(Extracted data):
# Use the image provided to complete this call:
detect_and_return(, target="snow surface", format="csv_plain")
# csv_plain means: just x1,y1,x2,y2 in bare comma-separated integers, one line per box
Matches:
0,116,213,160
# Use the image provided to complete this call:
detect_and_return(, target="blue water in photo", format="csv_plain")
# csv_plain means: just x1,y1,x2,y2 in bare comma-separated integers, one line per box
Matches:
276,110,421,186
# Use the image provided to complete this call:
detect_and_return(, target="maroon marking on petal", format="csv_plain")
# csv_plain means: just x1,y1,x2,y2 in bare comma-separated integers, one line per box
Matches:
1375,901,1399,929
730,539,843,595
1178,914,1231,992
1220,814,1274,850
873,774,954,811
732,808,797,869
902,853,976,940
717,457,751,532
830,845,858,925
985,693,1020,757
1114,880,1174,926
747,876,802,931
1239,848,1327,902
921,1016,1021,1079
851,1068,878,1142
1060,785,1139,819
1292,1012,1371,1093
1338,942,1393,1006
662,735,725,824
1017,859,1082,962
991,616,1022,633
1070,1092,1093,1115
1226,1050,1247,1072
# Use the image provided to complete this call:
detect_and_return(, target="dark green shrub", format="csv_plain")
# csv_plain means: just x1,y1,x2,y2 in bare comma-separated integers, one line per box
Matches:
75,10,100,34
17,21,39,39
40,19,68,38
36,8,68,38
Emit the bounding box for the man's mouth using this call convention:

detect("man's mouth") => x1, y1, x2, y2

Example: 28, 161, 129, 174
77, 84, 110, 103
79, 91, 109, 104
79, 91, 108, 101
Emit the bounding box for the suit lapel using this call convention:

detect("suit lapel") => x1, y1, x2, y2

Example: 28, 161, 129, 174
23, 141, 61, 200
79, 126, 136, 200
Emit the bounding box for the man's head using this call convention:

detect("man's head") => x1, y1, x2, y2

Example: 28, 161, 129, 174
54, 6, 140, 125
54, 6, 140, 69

(Exercise prompt):
Gather each line from the listing above that holds "head".

(Solution for this exercise):
Emit the bounding box for the man's head using this call convention:
detect("man's head") => x1, y1, x2, y2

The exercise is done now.